> _TASK DETAILS_: Quote the items word for word, from the line containing "sandy ground, newline-separated" through the last line of the items, both ends included.

> _MATERIALS PROVIDED_:
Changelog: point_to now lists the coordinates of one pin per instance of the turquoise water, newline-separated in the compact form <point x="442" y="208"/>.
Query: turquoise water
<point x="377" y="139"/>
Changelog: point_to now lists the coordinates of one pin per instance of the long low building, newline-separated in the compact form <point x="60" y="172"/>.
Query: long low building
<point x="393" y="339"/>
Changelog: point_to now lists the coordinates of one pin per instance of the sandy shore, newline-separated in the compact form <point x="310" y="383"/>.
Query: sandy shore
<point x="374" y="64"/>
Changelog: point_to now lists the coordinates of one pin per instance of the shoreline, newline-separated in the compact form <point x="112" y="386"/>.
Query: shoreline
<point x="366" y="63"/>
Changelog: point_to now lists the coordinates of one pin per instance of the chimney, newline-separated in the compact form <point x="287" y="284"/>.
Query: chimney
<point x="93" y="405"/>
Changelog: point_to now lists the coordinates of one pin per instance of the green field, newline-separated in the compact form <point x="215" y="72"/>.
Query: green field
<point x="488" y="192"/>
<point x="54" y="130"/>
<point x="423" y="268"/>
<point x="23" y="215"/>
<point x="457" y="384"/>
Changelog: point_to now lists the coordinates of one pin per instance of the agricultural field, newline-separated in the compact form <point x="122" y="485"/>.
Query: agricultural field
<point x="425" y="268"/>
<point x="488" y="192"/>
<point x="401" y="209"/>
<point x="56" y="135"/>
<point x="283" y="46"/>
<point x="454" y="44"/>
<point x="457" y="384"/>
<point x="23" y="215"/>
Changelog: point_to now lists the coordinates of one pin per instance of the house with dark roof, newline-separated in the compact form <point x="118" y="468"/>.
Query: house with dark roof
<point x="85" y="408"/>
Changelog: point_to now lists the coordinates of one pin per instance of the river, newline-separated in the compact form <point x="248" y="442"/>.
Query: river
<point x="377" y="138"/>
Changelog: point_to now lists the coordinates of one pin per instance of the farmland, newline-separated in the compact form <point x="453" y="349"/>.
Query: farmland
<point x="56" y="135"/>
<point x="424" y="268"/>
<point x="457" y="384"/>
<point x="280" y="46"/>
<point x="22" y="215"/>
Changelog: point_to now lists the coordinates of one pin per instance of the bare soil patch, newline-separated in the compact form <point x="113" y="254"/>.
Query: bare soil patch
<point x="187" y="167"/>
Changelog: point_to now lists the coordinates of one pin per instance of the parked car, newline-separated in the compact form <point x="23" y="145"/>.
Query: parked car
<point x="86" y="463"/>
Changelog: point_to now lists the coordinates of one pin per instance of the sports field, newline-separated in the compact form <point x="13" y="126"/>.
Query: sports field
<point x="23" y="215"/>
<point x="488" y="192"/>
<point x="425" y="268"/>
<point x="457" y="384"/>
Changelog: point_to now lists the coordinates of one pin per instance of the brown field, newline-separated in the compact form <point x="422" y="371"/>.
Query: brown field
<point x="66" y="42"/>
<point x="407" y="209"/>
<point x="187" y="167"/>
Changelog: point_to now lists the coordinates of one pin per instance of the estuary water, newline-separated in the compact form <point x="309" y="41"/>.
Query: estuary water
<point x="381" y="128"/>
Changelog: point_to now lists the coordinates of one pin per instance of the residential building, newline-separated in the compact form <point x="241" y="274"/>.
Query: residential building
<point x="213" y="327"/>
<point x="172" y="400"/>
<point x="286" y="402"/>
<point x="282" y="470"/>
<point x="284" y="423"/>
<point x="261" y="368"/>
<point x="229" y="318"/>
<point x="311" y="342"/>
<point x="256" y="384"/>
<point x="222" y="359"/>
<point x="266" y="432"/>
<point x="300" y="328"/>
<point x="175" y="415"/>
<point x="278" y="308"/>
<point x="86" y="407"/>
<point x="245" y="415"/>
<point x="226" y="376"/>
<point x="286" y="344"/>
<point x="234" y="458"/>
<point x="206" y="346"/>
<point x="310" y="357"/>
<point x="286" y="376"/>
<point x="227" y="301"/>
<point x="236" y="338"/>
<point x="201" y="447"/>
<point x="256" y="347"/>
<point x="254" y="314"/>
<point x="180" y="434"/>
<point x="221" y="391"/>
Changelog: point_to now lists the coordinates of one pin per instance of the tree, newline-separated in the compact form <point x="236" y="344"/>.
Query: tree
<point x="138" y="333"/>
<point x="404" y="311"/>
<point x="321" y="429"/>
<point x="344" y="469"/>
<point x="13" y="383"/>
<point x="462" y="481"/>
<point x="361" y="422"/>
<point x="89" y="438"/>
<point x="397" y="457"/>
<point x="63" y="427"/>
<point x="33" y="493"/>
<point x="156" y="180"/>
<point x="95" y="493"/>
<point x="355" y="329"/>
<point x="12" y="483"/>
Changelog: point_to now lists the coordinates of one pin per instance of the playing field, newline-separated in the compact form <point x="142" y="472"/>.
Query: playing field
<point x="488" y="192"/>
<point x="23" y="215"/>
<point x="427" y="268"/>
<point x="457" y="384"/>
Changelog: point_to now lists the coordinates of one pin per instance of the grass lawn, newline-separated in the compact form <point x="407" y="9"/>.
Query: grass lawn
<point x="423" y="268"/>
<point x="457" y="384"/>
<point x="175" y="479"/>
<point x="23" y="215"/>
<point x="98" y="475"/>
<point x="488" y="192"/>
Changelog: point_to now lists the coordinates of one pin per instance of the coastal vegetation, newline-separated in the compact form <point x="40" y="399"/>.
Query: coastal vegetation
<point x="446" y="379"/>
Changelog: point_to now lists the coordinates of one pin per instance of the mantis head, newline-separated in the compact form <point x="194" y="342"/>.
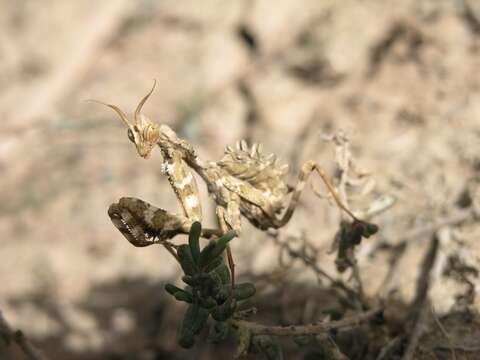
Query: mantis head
<point x="143" y="132"/>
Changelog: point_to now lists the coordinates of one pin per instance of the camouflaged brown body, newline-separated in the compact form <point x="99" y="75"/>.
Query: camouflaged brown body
<point x="244" y="182"/>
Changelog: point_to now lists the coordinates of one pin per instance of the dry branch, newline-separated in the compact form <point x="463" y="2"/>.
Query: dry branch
<point x="310" y="329"/>
<point x="17" y="336"/>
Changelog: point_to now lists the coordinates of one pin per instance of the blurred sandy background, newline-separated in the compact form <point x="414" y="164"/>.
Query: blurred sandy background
<point x="400" y="78"/>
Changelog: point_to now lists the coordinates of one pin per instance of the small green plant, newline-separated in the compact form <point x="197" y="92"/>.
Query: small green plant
<point x="209" y="291"/>
<point x="212" y="296"/>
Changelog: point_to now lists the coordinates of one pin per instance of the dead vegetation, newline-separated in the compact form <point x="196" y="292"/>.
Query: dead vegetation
<point x="382" y="93"/>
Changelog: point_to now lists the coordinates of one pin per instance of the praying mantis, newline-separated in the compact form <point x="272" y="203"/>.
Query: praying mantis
<point x="245" y="182"/>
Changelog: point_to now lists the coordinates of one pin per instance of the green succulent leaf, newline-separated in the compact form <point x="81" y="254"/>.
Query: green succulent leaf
<point x="268" y="346"/>
<point x="218" y="332"/>
<point x="184" y="296"/>
<point x="187" y="263"/>
<point x="172" y="289"/>
<point x="225" y="311"/>
<point x="244" y="291"/>
<point x="193" y="322"/>
<point x="194" y="240"/>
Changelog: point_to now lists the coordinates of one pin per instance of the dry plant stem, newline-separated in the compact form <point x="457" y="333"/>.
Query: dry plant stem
<point x="455" y="218"/>
<point x="444" y="332"/>
<point x="418" y="307"/>
<point x="169" y="248"/>
<point x="30" y="351"/>
<point x="310" y="329"/>
<point x="344" y="159"/>
<point x="312" y="264"/>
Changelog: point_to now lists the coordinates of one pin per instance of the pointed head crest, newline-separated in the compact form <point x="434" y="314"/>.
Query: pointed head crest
<point x="143" y="132"/>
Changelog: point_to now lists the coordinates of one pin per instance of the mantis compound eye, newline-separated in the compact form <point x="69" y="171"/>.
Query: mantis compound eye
<point x="130" y="135"/>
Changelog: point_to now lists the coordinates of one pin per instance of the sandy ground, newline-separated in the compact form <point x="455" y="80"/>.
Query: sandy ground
<point x="399" y="79"/>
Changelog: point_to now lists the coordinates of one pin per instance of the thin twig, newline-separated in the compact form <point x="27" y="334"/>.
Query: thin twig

> _SOLUTION TO THIS PROBLEM_:
Changelog: point_to now lists the coordinates of one pin per instance of the sandy ground, newline-separated in the compact form <point x="455" y="80"/>.
Query: sandy ground
<point x="399" y="79"/>
Changelog: point_to now lists the coordinates of one pin per instance of the thin twig, newline-separated in the compact form <point x="27" y="334"/>.
Query: thin twig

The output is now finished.